— EXTRAIT DU TEXTE —
:::
Le thème de l'œcuménisme est en effet instrumentalisable par ceux qui, plus qu'à la foi professée et vécue en tant que chrétiens, sont intéressés aux processus socio-poliques liés aux "relations extérieures" de l'Eglise Catholique avec les autres communautés chrétiennes. Alors que celle-là - la foi professée et vécue des chrétiens - exige que le discours soit toujours relié à la vérité de la révélation divine, celles-ci - les "relations extérieures" entre l'Eglise Catholique et les communautés chrétiennes (dans ce cas, le monde diversifié de l'Orthodoxie) - peuvent être présentées sous le profil de bonnes relations institutionnelles entre les différentes autorités religieuses de notre Europe et du Proche Orient. Cet aspect, sans doute important pour les sociologues et les analystes des événements de l'actualité, revêt peu d'intérêt pour le croyant.

En outre, très peu parmi les lecteurs et les télé-auditeurs ont pu être éclairés sur ce qu'est vraiment l'œcuménisme et à quels résultats on espère qu'il conduise.
:::
— CONSIGNES —
- A) Résumez en deux phrases l'extrait sur l'œcuménisme.
- B) Reprenez l'extrait sur l'œcuménisme à la suite de sa dernière phrase, s'il vous plaît, en y ajoutant quelques phrases.

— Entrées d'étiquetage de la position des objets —
:::
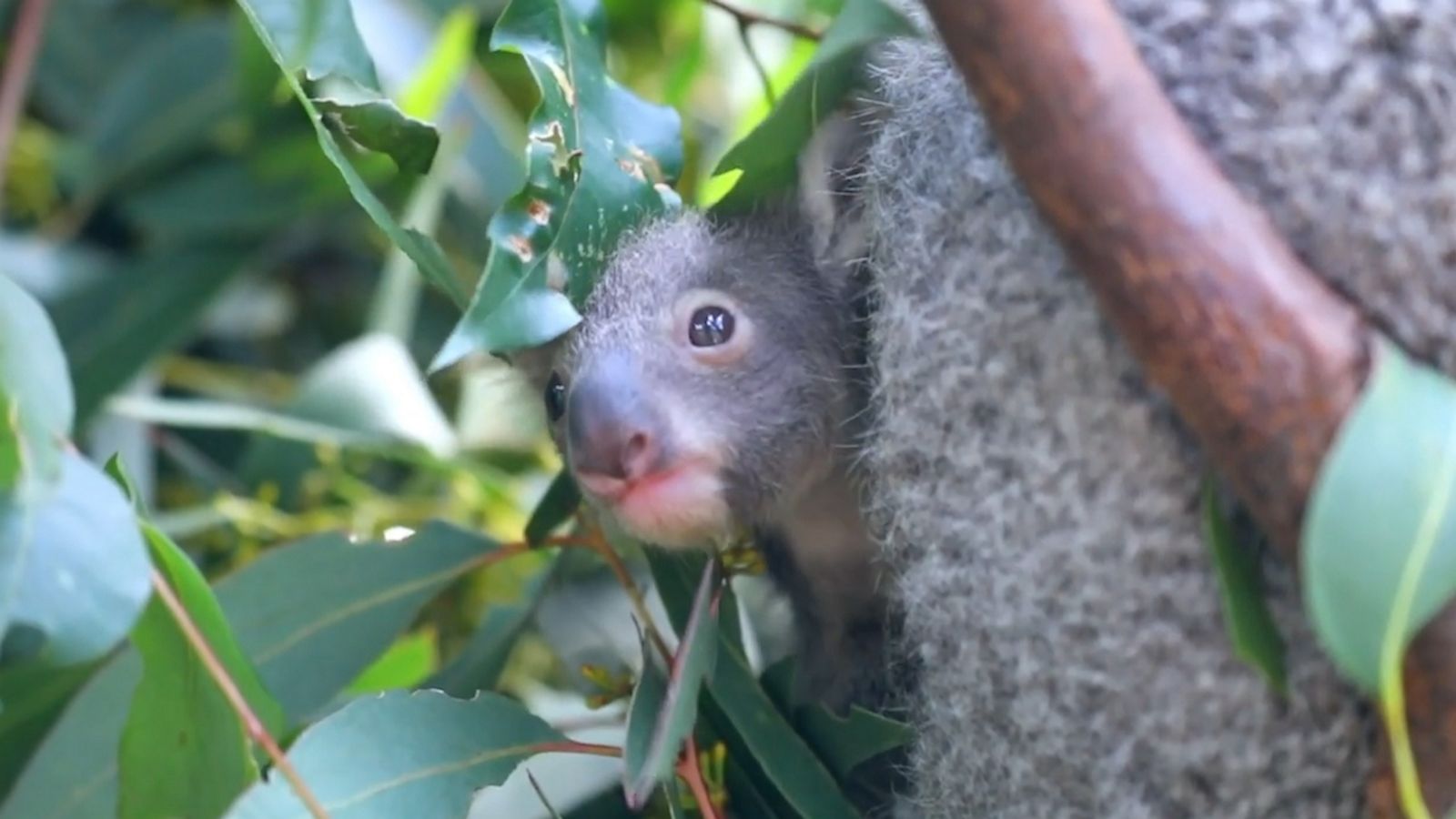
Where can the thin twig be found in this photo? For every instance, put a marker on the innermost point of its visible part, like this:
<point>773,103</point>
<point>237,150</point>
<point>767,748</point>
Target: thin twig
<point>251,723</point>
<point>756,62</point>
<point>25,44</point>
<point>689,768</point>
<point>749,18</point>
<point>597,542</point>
:::
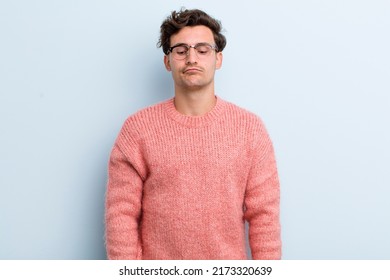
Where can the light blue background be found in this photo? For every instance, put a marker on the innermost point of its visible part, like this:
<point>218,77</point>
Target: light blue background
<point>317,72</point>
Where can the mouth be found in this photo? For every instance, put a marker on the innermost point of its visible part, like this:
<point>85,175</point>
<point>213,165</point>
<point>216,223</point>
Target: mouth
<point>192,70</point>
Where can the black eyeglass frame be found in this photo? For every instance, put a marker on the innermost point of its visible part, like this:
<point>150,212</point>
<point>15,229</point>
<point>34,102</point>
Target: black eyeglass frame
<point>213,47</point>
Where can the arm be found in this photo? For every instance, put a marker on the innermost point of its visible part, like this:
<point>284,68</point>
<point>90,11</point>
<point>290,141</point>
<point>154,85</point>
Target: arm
:::
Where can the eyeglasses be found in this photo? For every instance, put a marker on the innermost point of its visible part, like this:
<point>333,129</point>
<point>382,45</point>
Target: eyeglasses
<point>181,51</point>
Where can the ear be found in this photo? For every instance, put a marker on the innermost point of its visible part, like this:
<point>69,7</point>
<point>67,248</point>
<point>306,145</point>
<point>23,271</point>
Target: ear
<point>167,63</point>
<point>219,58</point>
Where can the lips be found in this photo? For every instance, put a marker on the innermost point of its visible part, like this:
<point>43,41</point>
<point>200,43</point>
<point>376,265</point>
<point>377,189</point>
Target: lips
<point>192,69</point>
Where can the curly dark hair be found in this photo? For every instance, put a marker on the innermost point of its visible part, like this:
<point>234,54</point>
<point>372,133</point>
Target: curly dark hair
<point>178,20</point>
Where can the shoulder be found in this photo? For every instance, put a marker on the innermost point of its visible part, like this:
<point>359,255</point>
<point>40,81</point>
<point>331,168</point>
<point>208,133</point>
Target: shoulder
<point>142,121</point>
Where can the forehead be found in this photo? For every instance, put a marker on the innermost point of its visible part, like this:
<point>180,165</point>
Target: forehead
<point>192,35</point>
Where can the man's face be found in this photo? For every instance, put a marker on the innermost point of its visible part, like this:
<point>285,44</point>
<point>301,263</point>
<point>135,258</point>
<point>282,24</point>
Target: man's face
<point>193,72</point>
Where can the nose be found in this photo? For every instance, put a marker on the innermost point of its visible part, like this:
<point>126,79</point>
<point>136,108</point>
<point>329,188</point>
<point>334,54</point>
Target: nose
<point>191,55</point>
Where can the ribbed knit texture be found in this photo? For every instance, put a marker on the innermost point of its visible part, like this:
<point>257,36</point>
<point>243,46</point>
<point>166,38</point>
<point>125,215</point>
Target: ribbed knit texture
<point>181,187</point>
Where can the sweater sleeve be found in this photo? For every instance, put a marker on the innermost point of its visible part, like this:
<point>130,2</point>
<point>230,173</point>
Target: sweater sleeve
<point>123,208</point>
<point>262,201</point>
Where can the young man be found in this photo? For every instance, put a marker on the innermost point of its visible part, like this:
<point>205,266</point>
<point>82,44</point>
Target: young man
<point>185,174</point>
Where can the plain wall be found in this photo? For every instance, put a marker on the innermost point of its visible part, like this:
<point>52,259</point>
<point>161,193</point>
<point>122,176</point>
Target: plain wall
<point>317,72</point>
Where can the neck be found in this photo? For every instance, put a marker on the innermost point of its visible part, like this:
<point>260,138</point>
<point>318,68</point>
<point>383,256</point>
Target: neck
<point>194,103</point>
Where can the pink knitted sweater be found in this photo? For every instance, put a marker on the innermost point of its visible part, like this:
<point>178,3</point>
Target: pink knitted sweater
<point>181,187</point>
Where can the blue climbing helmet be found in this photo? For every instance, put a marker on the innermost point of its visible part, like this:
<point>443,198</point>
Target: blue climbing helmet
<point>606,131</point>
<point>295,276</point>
:::
— RÉPONSES —
- A) L'œcuménisme peut être instrumentalisé par ceux qui s'intéressent moins à la foi professée et vécue des chrétiens, laquelle exige un discours relié à la vérité de la révélation divine, qu'aux « relations extérieures » de l'Église catholique avec les autres communautés chrétiennes, présentables comme de bonnes relations institutionnelles entre autorités religieuses mais de peu d'intérêt pour le croyant. En outre, très peu de lecteurs et de télé-auditeurs ont pu être éclairés sur ce qu'est vraiment l'œcuménisme et sur les résultats qu'on espère qu'il produise.

- B)
Les journalistes eux-mêmes confondent œcuménisme et dialogue inter-religieux et la différence n'est pas des moindres lorsqu'on s'adresse aux croyants. En effet, alors que le dialogue inter-religieux ne peut se rattacher à l'Ecriture que dans sa forme "apostolique" (d'évangélisation, d'apostolat ad fidem), l'œcuménisme a un rapport textuel très étroit avec la révélation divine et donc avec la foi professée et vécue par les croyants de toutes les communautés chrétiennes. Ils savent, ou devraient savoir, que le Christ lui-même a voulu que tous ceux qui croient en lui soient "une seule chose", ainsi qu'Il est une seule chose avec le Père et le Saint Esprit. Le Christ a prié le Père pour l'unité de tous les croyants et continue à œuvrer avec efficacité divine, par le moyen de son Esprit, qui inspire et donne la force nécessaire aux ministres de son Eglise. Tout cela a été solennellement rappelé par le décret sur l'œcuménisme Unitatis redintegratio de Vatican II, et tout fidèle peut en lire une synthèse claire et à jour dans le Catéchisme de l'Eglise Catholique.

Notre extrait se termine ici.